Excerpts of bounding box data:

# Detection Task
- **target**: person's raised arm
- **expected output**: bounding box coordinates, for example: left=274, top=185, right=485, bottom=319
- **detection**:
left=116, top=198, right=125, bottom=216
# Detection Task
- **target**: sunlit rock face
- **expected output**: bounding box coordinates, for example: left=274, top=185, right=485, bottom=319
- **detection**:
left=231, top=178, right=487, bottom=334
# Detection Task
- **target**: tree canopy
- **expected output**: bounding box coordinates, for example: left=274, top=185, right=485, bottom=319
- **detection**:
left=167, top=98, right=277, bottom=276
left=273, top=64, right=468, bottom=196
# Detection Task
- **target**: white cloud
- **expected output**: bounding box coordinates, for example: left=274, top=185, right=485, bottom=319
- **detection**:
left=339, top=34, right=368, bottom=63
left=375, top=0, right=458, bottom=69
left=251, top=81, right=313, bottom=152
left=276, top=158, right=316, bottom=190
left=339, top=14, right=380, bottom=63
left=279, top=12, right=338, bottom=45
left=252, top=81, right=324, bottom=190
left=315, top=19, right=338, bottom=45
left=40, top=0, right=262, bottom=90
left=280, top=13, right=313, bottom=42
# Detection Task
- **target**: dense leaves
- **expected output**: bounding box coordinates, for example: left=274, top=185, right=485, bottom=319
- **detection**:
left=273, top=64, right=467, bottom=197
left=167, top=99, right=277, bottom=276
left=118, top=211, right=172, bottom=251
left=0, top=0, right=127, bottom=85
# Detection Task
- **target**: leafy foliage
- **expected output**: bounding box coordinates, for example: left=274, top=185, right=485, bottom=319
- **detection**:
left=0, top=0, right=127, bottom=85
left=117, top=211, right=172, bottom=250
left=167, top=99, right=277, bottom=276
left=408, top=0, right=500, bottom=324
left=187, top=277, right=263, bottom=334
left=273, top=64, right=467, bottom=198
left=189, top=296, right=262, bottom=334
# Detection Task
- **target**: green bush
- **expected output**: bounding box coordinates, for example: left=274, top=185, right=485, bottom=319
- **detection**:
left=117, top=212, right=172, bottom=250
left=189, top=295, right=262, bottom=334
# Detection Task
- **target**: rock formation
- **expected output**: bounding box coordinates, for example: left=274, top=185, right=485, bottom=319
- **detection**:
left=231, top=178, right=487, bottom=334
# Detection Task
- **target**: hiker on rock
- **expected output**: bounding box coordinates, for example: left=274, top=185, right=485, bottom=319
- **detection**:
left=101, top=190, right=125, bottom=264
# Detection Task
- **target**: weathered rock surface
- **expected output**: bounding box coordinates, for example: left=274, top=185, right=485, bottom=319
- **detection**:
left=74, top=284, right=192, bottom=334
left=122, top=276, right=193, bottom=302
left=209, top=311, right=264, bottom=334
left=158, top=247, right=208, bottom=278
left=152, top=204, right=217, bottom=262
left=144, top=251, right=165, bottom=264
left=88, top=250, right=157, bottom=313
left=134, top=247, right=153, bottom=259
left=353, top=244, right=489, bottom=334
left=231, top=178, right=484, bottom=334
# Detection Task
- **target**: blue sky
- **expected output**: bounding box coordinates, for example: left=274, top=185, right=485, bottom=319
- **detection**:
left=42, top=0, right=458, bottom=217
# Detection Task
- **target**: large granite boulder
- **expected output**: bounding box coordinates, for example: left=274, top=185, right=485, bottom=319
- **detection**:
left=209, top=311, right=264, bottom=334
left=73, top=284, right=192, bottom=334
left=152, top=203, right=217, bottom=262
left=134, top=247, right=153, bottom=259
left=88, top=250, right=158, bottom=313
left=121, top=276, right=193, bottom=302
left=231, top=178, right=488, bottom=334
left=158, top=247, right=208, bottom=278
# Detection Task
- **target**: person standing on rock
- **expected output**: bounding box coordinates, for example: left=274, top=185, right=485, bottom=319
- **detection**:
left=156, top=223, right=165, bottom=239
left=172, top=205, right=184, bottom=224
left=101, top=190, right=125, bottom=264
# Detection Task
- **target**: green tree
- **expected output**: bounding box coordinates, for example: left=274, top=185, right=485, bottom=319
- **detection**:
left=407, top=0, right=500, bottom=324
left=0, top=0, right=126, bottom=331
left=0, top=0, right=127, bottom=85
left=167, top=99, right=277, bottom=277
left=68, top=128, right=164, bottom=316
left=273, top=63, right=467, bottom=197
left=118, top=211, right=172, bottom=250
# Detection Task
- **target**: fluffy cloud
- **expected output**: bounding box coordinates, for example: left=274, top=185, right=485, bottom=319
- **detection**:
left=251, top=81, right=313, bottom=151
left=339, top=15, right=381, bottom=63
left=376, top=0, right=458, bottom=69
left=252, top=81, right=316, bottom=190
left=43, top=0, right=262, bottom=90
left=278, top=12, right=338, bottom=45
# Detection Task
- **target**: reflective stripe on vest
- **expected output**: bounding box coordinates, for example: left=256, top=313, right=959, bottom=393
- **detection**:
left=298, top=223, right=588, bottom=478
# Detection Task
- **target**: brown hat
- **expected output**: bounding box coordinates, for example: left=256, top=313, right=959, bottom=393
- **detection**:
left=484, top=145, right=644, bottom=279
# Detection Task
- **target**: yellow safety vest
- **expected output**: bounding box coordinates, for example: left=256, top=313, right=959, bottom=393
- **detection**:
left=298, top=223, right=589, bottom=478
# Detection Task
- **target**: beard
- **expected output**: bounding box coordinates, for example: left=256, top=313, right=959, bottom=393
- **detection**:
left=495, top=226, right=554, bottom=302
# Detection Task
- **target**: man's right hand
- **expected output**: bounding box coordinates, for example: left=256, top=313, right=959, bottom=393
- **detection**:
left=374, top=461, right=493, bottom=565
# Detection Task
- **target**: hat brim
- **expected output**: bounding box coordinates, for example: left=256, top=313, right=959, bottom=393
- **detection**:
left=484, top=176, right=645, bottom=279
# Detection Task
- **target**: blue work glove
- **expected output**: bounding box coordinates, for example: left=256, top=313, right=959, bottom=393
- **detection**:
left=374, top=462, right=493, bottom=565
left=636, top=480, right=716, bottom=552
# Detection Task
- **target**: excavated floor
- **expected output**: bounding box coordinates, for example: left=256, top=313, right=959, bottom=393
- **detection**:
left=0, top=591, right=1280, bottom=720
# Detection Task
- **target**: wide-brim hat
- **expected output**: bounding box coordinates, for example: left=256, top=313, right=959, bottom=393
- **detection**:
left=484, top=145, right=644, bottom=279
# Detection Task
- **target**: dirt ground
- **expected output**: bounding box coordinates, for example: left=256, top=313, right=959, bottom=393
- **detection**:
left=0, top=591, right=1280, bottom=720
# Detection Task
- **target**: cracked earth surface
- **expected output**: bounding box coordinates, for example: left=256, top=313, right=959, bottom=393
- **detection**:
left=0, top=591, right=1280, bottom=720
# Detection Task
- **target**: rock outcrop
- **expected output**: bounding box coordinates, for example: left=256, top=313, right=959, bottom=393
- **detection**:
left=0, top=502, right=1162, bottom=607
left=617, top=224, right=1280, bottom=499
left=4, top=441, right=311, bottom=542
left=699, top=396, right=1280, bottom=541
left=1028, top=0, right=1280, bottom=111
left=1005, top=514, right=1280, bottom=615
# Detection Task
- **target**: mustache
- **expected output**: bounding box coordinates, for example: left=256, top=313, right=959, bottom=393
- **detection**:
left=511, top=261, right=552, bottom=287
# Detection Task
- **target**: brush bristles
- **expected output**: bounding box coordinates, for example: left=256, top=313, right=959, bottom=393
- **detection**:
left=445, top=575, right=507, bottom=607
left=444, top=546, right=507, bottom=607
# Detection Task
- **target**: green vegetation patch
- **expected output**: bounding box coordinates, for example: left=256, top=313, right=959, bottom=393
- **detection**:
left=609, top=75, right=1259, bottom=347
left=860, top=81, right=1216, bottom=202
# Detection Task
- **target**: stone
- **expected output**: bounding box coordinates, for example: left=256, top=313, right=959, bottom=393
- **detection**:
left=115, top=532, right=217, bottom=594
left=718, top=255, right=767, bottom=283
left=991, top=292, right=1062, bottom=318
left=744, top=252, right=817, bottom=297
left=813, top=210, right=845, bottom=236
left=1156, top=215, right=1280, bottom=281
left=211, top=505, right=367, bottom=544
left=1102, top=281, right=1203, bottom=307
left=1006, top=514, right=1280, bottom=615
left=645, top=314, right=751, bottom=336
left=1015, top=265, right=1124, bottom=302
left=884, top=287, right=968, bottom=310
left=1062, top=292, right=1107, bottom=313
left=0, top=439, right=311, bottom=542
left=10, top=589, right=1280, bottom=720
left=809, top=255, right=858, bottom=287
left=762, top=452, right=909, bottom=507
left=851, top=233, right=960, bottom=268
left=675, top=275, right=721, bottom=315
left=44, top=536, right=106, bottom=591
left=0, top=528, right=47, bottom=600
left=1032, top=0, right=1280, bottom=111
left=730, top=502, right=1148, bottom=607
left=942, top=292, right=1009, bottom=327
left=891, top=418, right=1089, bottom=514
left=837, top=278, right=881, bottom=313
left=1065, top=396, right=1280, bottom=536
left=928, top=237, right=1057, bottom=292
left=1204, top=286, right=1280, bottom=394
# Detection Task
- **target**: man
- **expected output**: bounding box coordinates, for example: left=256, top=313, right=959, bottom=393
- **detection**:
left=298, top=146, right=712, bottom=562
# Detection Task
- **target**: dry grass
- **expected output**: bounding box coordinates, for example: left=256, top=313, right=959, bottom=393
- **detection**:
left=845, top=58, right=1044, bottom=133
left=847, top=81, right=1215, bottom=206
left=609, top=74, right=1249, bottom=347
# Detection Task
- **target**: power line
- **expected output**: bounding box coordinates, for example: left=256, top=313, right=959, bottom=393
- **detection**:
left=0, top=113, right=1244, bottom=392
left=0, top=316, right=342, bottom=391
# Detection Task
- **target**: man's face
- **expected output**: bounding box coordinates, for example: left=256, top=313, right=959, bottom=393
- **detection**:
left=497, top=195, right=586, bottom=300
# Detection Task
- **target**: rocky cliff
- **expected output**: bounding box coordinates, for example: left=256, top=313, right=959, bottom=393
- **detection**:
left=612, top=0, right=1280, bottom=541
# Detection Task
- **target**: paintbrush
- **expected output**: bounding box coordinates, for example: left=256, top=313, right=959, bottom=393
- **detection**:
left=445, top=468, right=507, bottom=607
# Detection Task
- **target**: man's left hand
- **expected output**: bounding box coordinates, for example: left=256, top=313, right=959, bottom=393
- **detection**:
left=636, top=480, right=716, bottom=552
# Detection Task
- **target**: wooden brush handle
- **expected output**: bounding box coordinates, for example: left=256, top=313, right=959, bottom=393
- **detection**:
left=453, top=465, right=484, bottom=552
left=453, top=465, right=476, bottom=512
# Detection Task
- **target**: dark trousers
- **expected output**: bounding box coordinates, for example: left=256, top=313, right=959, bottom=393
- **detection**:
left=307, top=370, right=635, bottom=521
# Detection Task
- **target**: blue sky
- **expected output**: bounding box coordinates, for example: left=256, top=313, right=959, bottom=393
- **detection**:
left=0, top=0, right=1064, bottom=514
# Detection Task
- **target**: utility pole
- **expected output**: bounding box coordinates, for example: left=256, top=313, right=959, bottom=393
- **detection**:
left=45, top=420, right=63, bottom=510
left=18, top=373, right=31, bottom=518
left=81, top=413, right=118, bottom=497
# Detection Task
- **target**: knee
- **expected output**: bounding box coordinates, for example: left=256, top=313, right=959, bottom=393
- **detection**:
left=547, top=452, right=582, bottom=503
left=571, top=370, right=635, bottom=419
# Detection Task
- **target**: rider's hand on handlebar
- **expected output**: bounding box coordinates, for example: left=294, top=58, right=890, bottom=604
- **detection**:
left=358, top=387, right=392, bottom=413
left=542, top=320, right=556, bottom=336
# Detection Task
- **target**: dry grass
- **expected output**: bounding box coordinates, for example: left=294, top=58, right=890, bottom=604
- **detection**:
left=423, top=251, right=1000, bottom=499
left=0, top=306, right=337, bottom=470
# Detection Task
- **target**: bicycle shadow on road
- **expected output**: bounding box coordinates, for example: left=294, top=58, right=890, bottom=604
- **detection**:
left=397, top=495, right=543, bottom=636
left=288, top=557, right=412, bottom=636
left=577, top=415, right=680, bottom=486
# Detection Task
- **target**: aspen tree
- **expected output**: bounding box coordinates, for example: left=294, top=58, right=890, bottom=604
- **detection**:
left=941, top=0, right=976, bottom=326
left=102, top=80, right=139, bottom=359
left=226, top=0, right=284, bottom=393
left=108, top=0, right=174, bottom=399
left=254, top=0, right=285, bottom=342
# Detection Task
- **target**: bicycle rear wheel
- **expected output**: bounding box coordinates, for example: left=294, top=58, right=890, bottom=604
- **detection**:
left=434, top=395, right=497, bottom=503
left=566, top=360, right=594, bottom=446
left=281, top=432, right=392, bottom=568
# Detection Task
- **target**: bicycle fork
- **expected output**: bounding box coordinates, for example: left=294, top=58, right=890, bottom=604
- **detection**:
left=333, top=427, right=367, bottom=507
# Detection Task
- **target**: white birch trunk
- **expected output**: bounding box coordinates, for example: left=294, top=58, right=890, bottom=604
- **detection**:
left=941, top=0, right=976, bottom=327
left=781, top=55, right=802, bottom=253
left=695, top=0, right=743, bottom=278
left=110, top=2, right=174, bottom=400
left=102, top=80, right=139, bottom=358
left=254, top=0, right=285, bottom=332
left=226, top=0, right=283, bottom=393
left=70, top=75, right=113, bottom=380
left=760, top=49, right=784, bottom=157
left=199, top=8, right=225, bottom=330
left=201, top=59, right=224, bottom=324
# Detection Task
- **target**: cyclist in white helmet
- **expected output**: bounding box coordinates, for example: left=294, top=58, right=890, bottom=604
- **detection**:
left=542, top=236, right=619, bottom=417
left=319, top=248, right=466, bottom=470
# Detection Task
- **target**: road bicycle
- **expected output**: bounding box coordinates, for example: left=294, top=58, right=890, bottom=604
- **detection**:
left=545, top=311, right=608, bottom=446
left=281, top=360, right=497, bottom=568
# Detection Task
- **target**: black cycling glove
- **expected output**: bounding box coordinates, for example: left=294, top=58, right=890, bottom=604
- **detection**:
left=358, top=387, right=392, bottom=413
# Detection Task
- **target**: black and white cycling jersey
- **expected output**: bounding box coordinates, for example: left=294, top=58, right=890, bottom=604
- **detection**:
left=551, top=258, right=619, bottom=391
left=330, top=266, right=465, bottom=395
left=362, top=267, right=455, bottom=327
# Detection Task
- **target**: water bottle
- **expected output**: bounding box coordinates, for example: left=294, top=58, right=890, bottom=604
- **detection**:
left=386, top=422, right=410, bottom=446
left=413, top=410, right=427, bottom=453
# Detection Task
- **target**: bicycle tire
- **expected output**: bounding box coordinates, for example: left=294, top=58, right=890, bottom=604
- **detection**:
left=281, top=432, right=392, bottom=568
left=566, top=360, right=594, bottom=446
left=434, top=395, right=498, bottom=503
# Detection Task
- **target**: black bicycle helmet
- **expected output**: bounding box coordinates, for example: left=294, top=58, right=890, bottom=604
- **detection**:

EXERCISE DIRECTIONS: Reproduce word for word every line from the very first one through the line with "left=273, top=64, right=468, bottom=196", both included.

EXERCISE SOLUTION:
# Detection Task
- **target**: person's raised arm
- **expected output**: bounding box coordinates, for example: left=274, top=185, right=485, bottom=319
- **detection**:
left=116, top=198, right=125, bottom=216
# Detection Task
- **target**: sunlit rock face
- **expected output**: bounding box coordinates, for example: left=274, top=185, right=485, bottom=319
- **detection**:
left=231, top=178, right=487, bottom=334
# Detection Task
- **target**: tree canopy
- **expected output**: bounding box coordinates, for example: left=274, top=185, right=485, bottom=319
- **detection**:
left=167, top=98, right=277, bottom=276
left=273, top=64, right=468, bottom=196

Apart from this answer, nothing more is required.